**The task**
Find each line in the records below that contains the word "blue" and copy those lines out.

**Provided entries**
⁂
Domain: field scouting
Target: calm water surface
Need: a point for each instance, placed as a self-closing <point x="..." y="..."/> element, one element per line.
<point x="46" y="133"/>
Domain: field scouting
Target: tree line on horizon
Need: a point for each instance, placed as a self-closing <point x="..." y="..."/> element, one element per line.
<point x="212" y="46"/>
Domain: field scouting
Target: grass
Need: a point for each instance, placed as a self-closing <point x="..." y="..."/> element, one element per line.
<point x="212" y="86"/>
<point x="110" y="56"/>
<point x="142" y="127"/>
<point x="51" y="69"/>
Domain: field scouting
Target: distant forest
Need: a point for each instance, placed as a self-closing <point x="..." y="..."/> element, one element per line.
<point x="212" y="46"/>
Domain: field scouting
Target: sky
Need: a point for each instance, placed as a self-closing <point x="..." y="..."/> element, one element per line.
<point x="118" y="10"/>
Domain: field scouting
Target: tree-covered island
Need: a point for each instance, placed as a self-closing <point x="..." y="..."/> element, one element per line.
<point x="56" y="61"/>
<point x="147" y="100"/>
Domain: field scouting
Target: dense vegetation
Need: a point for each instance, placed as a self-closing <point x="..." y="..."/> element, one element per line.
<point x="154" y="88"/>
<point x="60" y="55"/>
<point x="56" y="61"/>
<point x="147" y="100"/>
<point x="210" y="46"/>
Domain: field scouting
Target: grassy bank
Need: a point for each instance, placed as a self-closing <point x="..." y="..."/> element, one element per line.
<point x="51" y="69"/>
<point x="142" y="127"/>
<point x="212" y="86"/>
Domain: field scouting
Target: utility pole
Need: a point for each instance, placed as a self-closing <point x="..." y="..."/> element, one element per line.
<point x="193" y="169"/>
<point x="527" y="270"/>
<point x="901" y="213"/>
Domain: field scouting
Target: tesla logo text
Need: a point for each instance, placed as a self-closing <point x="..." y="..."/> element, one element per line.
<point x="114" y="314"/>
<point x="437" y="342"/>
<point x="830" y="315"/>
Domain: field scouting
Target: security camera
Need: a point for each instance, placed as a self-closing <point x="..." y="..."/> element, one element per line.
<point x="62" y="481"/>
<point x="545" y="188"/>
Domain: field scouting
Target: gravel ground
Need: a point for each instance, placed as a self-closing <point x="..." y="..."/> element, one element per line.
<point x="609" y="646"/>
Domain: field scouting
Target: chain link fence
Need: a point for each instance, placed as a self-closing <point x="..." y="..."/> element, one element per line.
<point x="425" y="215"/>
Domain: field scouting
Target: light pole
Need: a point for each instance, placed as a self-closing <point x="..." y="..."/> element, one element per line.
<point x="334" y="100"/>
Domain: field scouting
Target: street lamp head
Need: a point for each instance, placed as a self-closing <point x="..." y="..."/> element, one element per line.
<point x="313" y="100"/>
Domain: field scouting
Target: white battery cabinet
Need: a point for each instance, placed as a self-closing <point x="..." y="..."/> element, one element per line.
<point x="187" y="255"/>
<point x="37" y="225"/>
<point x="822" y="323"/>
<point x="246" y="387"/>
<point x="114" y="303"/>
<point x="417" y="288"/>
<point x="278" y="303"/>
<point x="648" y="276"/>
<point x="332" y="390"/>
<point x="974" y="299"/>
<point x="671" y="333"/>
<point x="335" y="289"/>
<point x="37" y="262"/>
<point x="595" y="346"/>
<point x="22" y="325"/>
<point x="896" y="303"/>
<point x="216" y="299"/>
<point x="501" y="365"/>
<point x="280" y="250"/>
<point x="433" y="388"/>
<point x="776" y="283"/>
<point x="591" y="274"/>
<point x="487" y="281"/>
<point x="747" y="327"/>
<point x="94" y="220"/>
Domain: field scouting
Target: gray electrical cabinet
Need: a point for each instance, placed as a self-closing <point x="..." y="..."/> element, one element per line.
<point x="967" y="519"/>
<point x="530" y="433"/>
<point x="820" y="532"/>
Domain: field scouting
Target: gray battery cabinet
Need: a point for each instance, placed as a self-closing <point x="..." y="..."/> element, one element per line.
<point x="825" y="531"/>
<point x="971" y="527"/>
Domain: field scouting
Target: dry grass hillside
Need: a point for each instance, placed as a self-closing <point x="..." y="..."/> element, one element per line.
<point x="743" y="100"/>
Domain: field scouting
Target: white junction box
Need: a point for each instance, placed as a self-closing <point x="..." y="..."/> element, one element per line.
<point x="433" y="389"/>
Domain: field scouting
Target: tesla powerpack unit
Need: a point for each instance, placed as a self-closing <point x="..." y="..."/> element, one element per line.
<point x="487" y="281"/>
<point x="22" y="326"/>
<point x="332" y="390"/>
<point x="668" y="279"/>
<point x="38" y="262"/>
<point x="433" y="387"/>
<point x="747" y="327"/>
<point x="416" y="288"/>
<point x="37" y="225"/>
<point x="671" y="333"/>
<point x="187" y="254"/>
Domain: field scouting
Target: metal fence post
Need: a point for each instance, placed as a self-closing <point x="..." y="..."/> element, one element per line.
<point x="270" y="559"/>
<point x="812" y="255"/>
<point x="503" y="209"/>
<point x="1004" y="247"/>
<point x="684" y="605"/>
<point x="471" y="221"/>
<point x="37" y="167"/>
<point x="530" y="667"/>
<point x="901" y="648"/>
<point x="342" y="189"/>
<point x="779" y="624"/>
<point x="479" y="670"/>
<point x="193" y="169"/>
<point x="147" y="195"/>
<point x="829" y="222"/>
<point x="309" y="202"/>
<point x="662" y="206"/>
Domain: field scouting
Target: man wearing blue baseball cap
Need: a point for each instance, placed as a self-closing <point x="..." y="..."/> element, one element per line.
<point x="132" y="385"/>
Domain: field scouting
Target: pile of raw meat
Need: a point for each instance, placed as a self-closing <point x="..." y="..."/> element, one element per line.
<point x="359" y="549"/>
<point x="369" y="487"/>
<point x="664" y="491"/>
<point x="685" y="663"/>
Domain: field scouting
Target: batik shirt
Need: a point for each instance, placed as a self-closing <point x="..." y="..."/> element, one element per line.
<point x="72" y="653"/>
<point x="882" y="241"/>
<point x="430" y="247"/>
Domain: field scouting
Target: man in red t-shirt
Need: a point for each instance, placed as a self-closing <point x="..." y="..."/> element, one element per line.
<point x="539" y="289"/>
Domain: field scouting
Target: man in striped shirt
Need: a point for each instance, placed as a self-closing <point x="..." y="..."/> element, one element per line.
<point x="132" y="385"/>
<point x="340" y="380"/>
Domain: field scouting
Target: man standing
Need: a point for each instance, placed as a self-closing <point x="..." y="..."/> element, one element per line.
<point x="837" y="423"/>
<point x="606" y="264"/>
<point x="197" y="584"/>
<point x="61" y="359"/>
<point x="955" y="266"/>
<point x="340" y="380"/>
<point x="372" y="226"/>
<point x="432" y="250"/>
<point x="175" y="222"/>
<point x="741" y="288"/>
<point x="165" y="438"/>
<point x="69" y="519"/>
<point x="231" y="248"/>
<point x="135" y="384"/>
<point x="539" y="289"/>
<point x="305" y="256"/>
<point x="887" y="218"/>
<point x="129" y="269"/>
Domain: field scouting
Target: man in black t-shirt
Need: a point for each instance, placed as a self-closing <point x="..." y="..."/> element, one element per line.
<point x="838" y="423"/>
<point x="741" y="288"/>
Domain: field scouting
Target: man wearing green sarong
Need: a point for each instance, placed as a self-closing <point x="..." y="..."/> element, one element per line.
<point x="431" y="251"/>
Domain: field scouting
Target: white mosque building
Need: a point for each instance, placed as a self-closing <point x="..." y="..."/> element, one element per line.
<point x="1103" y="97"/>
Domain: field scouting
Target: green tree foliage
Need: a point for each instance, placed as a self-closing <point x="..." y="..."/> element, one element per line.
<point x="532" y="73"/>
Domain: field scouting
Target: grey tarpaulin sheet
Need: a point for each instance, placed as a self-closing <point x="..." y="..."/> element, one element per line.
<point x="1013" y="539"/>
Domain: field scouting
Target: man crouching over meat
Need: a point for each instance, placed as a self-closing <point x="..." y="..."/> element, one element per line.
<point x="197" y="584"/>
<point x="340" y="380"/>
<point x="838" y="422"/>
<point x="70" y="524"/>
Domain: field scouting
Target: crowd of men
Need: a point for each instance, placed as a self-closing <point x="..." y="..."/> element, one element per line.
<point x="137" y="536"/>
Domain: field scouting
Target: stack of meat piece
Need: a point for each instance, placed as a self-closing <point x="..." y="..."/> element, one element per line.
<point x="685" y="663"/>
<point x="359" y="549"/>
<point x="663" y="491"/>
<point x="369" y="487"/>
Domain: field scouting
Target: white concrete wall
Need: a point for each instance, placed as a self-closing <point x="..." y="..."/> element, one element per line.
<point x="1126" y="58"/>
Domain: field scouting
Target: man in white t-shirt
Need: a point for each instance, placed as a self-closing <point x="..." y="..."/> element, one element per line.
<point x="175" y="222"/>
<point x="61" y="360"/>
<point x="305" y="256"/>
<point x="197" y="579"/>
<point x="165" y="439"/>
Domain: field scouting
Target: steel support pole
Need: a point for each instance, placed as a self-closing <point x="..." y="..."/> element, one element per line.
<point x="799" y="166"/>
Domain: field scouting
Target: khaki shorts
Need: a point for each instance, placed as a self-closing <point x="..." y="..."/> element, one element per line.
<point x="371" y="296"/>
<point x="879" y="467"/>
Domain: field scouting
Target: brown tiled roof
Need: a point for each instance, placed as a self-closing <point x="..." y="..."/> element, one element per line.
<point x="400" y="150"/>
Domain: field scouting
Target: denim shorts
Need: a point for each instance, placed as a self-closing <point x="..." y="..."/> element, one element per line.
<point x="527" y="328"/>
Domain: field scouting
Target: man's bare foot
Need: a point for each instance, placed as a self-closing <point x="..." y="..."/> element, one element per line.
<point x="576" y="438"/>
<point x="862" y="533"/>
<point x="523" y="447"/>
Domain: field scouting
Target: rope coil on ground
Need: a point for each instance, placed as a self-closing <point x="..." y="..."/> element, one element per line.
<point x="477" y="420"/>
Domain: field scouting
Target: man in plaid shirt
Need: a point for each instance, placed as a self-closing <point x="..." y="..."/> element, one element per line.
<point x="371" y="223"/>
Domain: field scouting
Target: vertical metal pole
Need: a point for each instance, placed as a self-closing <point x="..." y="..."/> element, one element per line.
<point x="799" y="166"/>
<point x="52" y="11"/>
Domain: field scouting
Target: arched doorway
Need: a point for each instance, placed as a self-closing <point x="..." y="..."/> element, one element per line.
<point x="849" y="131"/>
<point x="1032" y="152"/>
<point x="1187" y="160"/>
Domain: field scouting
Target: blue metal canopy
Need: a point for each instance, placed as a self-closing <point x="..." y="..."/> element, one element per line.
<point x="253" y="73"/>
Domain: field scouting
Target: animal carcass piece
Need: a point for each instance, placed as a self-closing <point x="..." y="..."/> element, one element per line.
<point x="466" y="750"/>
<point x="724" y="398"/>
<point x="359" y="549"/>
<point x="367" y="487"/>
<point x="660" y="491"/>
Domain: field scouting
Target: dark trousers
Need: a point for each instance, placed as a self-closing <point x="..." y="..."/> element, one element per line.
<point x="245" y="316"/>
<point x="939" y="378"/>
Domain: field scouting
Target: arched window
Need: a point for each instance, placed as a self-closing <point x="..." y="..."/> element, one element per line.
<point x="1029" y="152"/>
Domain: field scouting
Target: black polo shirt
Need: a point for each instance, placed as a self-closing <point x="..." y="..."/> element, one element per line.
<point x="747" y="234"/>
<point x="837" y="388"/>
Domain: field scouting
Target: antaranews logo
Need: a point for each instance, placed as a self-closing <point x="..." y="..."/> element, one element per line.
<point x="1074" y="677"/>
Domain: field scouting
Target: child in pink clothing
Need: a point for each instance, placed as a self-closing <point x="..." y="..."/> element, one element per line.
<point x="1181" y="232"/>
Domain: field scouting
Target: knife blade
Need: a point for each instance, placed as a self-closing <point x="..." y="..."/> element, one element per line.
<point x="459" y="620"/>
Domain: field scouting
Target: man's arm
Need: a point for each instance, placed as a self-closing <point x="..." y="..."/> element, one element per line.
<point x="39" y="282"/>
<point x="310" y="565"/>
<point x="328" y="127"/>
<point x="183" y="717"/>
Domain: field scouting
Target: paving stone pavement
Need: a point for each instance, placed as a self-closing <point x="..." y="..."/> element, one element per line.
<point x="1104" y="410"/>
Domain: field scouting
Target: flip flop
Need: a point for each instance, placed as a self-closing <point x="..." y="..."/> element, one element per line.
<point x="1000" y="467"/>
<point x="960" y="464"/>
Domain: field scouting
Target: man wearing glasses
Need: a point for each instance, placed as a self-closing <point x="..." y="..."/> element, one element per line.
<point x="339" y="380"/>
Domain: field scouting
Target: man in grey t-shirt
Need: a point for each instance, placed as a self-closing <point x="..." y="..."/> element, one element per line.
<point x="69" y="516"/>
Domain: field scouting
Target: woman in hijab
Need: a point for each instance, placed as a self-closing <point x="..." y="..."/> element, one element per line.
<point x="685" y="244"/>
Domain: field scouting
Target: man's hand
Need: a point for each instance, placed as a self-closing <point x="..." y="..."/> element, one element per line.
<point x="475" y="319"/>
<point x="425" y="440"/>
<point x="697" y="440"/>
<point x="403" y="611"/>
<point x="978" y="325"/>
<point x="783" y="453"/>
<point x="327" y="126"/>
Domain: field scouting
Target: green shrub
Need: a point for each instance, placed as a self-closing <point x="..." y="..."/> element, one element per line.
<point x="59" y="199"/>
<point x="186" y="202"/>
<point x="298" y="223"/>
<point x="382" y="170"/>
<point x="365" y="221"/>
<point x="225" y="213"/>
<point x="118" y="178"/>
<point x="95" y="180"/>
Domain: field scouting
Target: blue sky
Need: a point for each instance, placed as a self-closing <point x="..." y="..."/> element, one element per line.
⁂
**Result of the task**
Target: man wearing blue baseball cap
Target: blue metal canopy
Target: blue sky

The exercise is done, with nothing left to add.